Objective: Leave out the pictures and copy each record below exactly.

#### Data rows ####

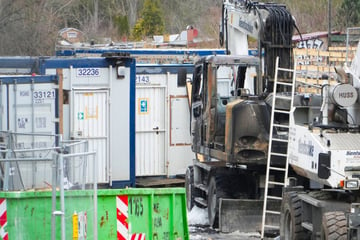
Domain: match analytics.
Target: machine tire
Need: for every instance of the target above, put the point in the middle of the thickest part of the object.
(334, 226)
(213, 204)
(189, 186)
(290, 219)
(215, 192)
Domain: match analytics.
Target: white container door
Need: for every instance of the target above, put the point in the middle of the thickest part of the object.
(150, 130)
(90, 122)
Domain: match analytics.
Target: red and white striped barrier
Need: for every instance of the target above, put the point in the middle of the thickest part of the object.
(3, 219)
(122, 210)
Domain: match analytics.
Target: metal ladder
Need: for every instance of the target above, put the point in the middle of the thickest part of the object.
(277, 161)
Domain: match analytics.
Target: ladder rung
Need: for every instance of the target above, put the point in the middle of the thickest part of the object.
(279, 154)
(277, 183)
(277, 169)
(281, 125)
(281, 111)
(283, 97)
(273, 212)
(286, 69)
(272, 227)
(284, 83)
(274, 198)
(280, 140)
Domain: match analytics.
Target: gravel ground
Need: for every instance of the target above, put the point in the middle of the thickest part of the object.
(199, 229)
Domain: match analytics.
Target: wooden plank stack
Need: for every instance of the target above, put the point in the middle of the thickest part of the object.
(314, 64)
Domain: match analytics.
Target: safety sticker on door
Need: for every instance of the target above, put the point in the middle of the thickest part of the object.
(143, 106)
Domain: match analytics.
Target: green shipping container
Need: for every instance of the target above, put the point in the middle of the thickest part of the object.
(139, 213)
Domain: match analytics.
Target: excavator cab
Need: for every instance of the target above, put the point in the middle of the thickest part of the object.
(229, 122)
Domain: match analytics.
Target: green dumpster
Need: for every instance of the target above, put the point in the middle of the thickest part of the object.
(134, 213)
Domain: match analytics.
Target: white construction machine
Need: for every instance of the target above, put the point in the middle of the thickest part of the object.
(267, 158)
(321, 200)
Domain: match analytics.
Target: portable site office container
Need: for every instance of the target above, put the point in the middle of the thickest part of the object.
(163, 140)
(29, 104)
(95, 101)
(98, 105)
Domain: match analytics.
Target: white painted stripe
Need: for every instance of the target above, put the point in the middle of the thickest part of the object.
(2, 207)
(122, 230)
(122, 207)
(2, 231)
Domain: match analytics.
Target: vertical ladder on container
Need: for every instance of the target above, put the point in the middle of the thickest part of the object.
(277, 161)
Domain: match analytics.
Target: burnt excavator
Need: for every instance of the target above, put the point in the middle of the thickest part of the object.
(230, 103)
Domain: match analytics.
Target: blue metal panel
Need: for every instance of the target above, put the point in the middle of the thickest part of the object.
(21, 79)
(140, 52)
(132, 101)
(81, 62)
(163, 68)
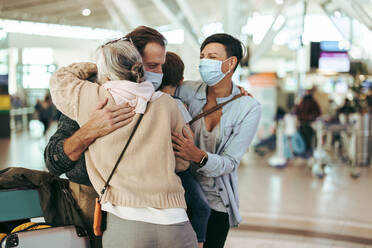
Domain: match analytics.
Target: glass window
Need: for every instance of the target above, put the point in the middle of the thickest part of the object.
(37, 67)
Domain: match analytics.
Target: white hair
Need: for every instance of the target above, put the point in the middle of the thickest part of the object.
(119, 60)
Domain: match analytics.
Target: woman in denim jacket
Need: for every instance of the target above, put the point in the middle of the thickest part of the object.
(221, 138)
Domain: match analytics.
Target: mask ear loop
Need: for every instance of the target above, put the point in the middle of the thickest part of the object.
(229, 66)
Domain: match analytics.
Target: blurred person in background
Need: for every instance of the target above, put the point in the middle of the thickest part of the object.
(307, 111)
(222, 137)
(196, 201)
(45, 111)
(65, 151)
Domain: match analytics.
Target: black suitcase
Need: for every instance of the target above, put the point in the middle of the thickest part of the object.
(21, 204)
(54, 237)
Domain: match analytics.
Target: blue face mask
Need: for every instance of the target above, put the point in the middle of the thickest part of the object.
(210, 71)
(154, 78)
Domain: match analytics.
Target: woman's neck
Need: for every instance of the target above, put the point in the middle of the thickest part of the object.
(222, 89)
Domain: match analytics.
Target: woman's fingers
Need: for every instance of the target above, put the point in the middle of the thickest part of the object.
(102, 103)
(123, 117)
(118, 107)
(187, 132)
(177, 140)
(122, 123)
(177, 147)
(123, 111)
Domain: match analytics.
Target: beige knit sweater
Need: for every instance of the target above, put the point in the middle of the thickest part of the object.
(146, 175)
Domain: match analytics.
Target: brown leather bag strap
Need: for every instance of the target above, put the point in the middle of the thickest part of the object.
(121, 156)
(211, 110)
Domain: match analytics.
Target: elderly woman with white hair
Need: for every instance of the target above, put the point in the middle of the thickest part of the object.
(144, 198)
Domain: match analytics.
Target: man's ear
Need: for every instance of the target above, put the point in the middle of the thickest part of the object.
(234, 61)
(180, 82)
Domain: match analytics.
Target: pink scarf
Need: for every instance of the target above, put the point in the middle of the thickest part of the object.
(136, 94)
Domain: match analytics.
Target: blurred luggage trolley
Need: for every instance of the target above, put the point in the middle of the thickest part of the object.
(22, 205)
(341, 145)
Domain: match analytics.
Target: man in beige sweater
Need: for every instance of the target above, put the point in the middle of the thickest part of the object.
(65, 151)
(144, 192)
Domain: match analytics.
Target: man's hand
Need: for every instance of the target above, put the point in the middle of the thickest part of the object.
(184, 147)
(102, 122)
(244, 92)
(106, 120)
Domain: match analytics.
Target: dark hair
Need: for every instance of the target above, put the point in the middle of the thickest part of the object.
(233, 46)
(172, 70)
(142, 35)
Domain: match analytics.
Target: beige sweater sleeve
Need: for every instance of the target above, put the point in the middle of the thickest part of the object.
(72, 94)
(178, 124)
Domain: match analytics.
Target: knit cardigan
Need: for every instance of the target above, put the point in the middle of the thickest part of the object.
(146, 174)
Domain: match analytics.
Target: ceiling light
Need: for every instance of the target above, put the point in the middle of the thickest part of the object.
(86, 12)
(280, 2)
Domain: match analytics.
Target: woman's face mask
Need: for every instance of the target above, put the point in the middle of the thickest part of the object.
(211, 71)
(154, 78)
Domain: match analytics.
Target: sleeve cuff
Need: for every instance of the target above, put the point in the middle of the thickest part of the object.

####

Answer in full:
Domain: match analytics.
Target: machine tire
Need: for every instance of the target above, put the point in the middle of the thickest part of the object.
(334, 226)
(213, 204)
(189, 186)
(290, 219)
(215, 192)
Domain: match analytics.
Target: white container door
Need: for every instance of the target above, put the point in the middle of the thickest part of the object.
(150, 130)
(90, 122)
Domain: match analytics.
Target: red and white striped barrier
Need: for every instance of the target above, put the point in the middle of the thickest part of the object.
(3, 219)
(122, 210)
Domain: match analytics.
Target: metal ladder
Need: for every instance of the target above, put the point in the middle of the thickest part of the object.
(277, 161)
Domain: match analytics.
Target: ladder rung
Need: for every instance of the target above, put the point in the middle of the thickest part of the object.
(279, 154)
(277, 183)
(277, 169)
(281, 125)
(281, 111)
(283, 97)
(273, 212)
(286, 69)
(272, 227)
(284, 83)
(274, 198)
(280, 140)
Domain: match analytics.
Target: gravel ground
Need: for every instance of the target above, put the point in the middle of the thickest part of the object.
(199, 229)
Domain: match analytics.
Target: wooden plank stack
Need: for every instance of the target above, put the point in the middle of the thickest part of the object.
(314, 64)
Domain: match analytics.
Target: safety sticker on door
Need: for every instance of the target above, put the point in the middle of the thickest part of the object.
(143, 106)
Domain: match analytics.
Target: green shipping container
Need: for every instance of the target above, put the point in the middle of the thickest part of the object.
(139, 213)
Domain: match analytics.
Target: excavator cab
Need: for every instance of the target above, put the point in the middle of the thickest part of the object.
(229, 122)
Domain: match analytics.
Target: green dumpster
Need: for every instance of the target above, put the point in the middle of the thickest part of the object.
(134, 213)
Domain: match analytics.
Target: white construction machine
Need: for every instance of the target above, put the point in the middle of the thickest part of the object.
(267, 158)
(321, 200)
Domain: match analytics.
Target: portable site office container
Need: for every instance of the target above, put the point in the middle of the thickest part of the object.
(163, 140)
(29, 104)
(95, 101)
(98, 105)
Domain: match analytics.
Target: white painted stripe
Need: for every instance of the target above, put the point in the middle of the thickest part of the object.
(2, 207)
(122, 230)
(122, 207)
(2, 231)
Domain: match analytics.
Target: vertical ladder on container
Need: for every instance of the target above, put the point in the middle of the thickest part of the object.
(277, 161)
Domain: match analytics.
Target: burnt excavator
Need: for every instance of the target above, put the point in the middle of the thickest part of the object.
(230, 103)
Domain: match analytics.
Target: blue metal panel
Need: for every instance of the target above, put the point in the middle of the thickest part of the object.
(21, 79)
(140, 52)
(132, 101)
(81, 62)
(163, 68)
Domain: match analytics.
Target: glass window
Need: for every instance of the target above, put the point in the middle of the thickest part of the object.
(37, 67)
Domain: match analytics.
Target: white hair
Need: for every instance of the target above, put the point in the middle of the thickest part of the object.
(119, 60)
Domain: match analytics.
Target: woman in denim jacket
Need: for every instance of the target above, put the point in the middle of the thickest part of the object.
(221, 138)
Domain: match analytics.
Target: mask ear loop
Need: for every instance of the target above, put the point in the middle of the thickest part of the object.
(229, 66)
Domain: match analytics.
Target: blurred person in background
Need: for every instance of the target above, put the point in the middle of the thickest part of the object.
(307, 111)
(222, 137)
(196, 201)
(45, 111)
(65, 151)
Domain: match analytics.
Target: black suitcase
Need: for every instance of the target above, put the point in the middle of the thickest part of the object.
(21, 204)
(54, 237)
Domain: match analytics.
Target: blue face mask
Need: for every instance of the target above, put the point in the middle of the thickest part of the object.
(210, 71)
(154, 78)
Domain: match analytics.
Target: woman's neck
Need: for every instance of the target above, put the point in the middle of the thickest part of the object.
(222, 89)
Domain: match analytics.
Target: woman's fingers
Need: for every instance of the target above, put the point in the middle of the thickest part of the object.
(102, 103)
(123, 117)
(118, 107)
(187, 132)
(177, 140)
(122, 123)
(177, 147)
(123, 111)
Domain: match analytics.
Target: beige knit sweater
Need: for every instance of the target above, put the point in the middle of the thickest part of the object.
(146, 175)
Domain: match analytics.
Target: brown leather bag strap
Need: for every instance of the target above, put the point in the middle of the thickest part of the object.
(121, 156)
(211, 110)
Domain: match analytics.
Target: elderly woman with white hair
Need: for every instance of the target above, put the point in the middle of the thickest part of the object.
(144, 198)
Domain: match analytics.
Target: man's ear
Need: for every instance of the target above, put the point in the middle of the thickest part of the object.
(234, 61)
(180, 82)
Domain: match analytics.
Target: pink scarf
Need: for every instance of the target above, put the point in the middle of the thickest part of the object.
(136, 94)
Domain: match analytics.
Target: blurred luggage trolley
Need: for every instance of the target above, put the point in the middle of the thickest part of the object.
(22, 205)
(341, 145)
Domain: match analytics.
Target: man in beige sweater
Need: for every instance of the target above, put the point in the middle of the thickest part of the object.
(65, 151)
(144, 192)
Domain: match analytics.
Target: man's hand
Need: for every instance of the target above, put the point in the middle of the thickest part of the object.
(184, 147)
(102, 122)
(244, 92)
(106, 120)
Domain: match analytics.
Target: dark hair
Need: for every instance of the target above, put the point in the middle of the thickest part of the object.
(233, 46)
(172, 70)
(142, 35)
Domain: match analytics.
Target: beige sweater sleeve
Need: for every instance of the target above, put the point in the middle of the thickest part of the object.
(72, 94)
(178, 124)
Domain: match analytics.
Target: knit cardigan
Need: for every instance of the target above, put the point in the middle of the thickest part of the object.
(146, 174)
Domain: match analytics.
Target: ceiling light
Need: for every instance of the target above, put the point in the middle of the thickest part of the object.
(86, 12)
(280, 2)
Domain: match analytics.
Target: woman's face mask
Need: for every instance of the target above, put the point in the middle of the thickest part of the object.
(211, 71)
(154, 78)
Domain: match analytics.
Target: sleeve cuff
Need: for every instance of the target above, put the point in the middle of the thickest part of the object.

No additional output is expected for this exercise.